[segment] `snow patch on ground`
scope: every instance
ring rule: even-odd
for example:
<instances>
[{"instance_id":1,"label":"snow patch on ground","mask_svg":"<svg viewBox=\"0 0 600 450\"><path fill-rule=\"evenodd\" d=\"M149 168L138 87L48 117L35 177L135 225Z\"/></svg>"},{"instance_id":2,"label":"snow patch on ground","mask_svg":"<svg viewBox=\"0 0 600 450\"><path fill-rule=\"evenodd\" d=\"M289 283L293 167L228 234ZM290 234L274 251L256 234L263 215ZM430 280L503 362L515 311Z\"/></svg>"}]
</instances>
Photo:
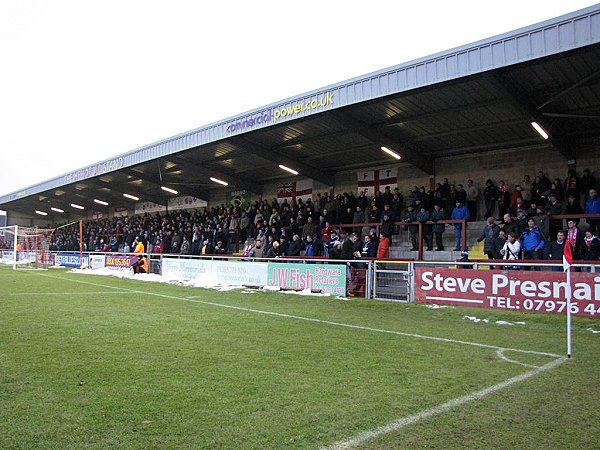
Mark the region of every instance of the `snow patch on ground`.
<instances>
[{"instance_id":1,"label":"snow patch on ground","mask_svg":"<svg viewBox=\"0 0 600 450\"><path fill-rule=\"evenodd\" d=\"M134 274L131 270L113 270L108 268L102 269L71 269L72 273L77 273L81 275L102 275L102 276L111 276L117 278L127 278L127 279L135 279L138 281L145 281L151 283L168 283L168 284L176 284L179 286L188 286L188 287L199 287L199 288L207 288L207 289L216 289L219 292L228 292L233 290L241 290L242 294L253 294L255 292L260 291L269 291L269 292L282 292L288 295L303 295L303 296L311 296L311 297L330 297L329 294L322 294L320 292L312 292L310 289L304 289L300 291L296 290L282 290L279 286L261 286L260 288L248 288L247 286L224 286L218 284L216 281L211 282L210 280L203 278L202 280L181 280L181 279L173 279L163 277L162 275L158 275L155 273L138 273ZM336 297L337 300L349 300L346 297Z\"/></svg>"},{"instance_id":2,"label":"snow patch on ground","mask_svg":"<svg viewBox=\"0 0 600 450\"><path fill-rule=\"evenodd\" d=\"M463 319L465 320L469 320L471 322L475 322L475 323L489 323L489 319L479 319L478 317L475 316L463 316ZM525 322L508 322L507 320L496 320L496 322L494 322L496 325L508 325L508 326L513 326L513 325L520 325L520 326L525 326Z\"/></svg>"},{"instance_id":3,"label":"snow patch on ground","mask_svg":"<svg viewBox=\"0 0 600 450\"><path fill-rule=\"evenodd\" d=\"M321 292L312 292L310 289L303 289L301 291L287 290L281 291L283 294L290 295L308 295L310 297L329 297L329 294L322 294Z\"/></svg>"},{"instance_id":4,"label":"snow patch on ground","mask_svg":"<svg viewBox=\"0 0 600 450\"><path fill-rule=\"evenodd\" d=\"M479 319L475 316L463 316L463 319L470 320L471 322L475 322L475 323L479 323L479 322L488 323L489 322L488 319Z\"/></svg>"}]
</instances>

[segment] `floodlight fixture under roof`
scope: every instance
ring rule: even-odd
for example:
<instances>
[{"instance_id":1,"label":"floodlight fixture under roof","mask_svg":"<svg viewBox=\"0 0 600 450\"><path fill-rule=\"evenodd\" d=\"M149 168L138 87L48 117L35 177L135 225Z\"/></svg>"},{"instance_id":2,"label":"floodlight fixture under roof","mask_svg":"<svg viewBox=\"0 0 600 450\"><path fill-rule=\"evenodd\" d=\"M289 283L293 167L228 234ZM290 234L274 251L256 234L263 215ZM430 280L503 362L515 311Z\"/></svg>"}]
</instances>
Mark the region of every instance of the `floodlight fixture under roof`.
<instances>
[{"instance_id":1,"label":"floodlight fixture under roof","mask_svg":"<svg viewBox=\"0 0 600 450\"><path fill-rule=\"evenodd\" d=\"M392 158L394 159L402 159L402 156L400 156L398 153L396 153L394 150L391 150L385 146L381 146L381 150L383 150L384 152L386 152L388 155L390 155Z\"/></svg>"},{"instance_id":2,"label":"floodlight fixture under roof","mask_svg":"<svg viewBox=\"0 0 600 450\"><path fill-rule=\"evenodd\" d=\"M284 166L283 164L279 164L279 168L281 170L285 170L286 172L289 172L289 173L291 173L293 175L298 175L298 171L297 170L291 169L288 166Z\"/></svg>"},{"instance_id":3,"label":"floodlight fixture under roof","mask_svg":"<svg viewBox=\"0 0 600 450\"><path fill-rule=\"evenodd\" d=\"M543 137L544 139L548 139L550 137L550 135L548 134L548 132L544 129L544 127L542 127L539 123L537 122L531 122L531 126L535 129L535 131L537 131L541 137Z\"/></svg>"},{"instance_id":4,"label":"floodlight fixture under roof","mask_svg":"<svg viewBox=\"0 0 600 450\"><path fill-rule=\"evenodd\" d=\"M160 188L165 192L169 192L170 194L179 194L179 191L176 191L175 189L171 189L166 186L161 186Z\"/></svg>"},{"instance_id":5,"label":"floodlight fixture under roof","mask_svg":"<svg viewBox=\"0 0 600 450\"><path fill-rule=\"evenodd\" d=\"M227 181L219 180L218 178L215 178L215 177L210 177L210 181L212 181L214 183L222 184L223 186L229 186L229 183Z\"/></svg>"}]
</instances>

TRY IT:
Can you restate all the records above word for word while dropping the pictures?

TASK OUTPUT:
[segment] `snow patch on ground`
scope: every instance
ring rule: even-odd
for example:
<instances>
[{"instance_id":1,"label":"snow patch on ground","mask_svg":"<svg viewBox=\"0 0 600 450\"><path fill-rule=\"evenodd\" d=\"M149 168L138 87L48 117L35 177L135 225Z\"/></svg>"},{"instance_id":2,"label":"snow patch on ground","mask_svg":"<svg viewBox=\"0 0 600 450\"><path fill-rule=\"evenodd\" d=\"M289 283L293 167L228 234ZM290 234L274 251L256 234L263 215ZM430 280L503 362L515 311Z\"/></svg>"}]
</instances>
Photo:
Mark the region of every instance of the `snow patch on ground`.
<instances>
[{"instance_id":1,"label":"snow patch on ground","mask_svg":"<svg viewBox=\"0 0 600 450\"><path fill-rule=\"evenodd\" d=\"M134 274L131 270L113 270L108 268L102 269L71 269L72 273L77 273L81 275L102 275L102 276L111 276L117 278L127 278L127 279L135 279L138 281L145 281L151 283L168 283L168 284L176 284L179 286L188 286L188 287L199 287L199 288L207 288L207 289L216 289L219 292L228 292L233 290L241 290L242 294L253 294L255 292L260 291L269 291L269 292L282 292L288 295L303 295L303 296L311 296L311 297L330 297L329 294L322 294L320 292L312 292L310 289L304 289L300 291L296 290L282 290L279 286L261 286L260 288L248 288L247 286L224 286L218 284L216 281L211 282L210 280L203 278L202 280L181 280L181 279L173 279L163 277L162 275L158 275L155 273L138 273ZM336 297L337 300L349 300L346 297Z\"/></svg>"},{"instance_id":2,"label":"snow patch on ground","mask_svg":"<svg viewBox=\"0 0 600 450\"><path fill-rule=\"evenodd\" d=\"M463 319L465 320L469 320L471 322L475 322L475 323L489 323L489 319L479 319L478 317L475 316L463 316ZM525 322L508 322L507 320L496 320L496 322L494 322L496 325L508 325L508 326L513 326L513 325L520 325L520 326L525 326Z\"/></svg>"},{"instance_id":3,"label":"snow patch on ground","mask_svg":"<svg viewBox=\"0 0 600 450\"><path fill-rule=\"evenodd\" d=\"M321 292L312 292L310 289L303 289L301 291L287 290L281 291L283 294L290 295L308 295L310 297L329 297L329 294L322 294Z\"/></svg>"},{"instance_id":4,"label":"snow patch on ground","mask_svg":"<svg viewBox=\"0 0 600 450\"><path fill-rule=\"evenodd\" d=\"M479 319L475 316L463 316L463 319L470 320L471 322L475 322L475 323L479 323L479 322L488 323L489 322L488 319Z\"/></svg>"}]
</instances>

[segment] `floodlight fixture under roof`
scope: every instance
ring rule: even-odd
for example:
<instances>
[{"instance_id":1,"label":"floodlight fixture under roof","mask_svg":"<svg viewBox=\"0 0 600 450\"><path fill-rule=\"evenodd\" d=\"M149 168L138 87L48 117L35 177L135 225Z\"/></svg>"},{"instance_id":2,"label":"floodlight fixture under roof","mask_svg":"<svg viewBox=\"0 0 600 450\"><path fill-rule=\"evenodd\" d=\"M289 283L293 167L228 234ZM290 234L274 251L256 234L263 215ZM430 280L503 362L515 311Z\"/></svg>"}]
</instances>
Mark the region of every instance of the `floodlight fixture under roof`.
<instances>
[{"instance_id":1,"label":"floodlight fixture under roof","mask_svg":"<svg viewBox=\"0 0 600 450\"><path fill-rule=\"evenodd\" d=\"M392 158L394 159L402 159L402 156L400 156L398 153L396 153L394 150L391 150L385 146L381 146L381 150L383 150L384 152L386 152L388 155L390 155Z\"/></svg>"},{"instance_id":2,"label":"floodlight fixture under roof","mask_svg":"<svg viewBox=\"0 0 600 450\"><path fill-rule=\"evenodd\" d=\"M284 166L283 164L279 164L279 168L281 170L285 170L286 172L289 172L289 173L291 173L293 175L298 175L298 171L297 170L291 169L288 166Z\"/></svg>"},{"instance_id":3,"label":"floodlight fixture under roof","mask_svg":"<svg viewBox=\"0 0 600 450\"><path fill-rule=\"evenodd\" d=\"M543 137L544 139L548 139L550 137L550 135L548 134L548 132L544 129L544 127L542 127L539 123L537 122L531 122L531 126L535 129L535 131L537 131L541 137Z\"/></svg>"},{"instance_id":4,"label":"floodlight fixture under roof","mask_svg":"<svg viewBox=\"0 0 600 450\"><path fill-rule=\"evenodd\" d=\"M160 188L165 192L169 192L170 194L179 194L179 191L176 191L175 189L171 189L166 186L161 186Z\"/></svg>"},{"instance_id":5,"label":"floodlight fixture under roof","mask_svg":"<svg viewBox=\"0 0 600 450\"><path fill-rule=\"evenodd\" d=\"M227 181L219 180L218 178L215 178L215 177L210 177L210 181L212 181L214 183L222 184L223 186L229 186L229 183Z\"/></svg>"}]
</instances>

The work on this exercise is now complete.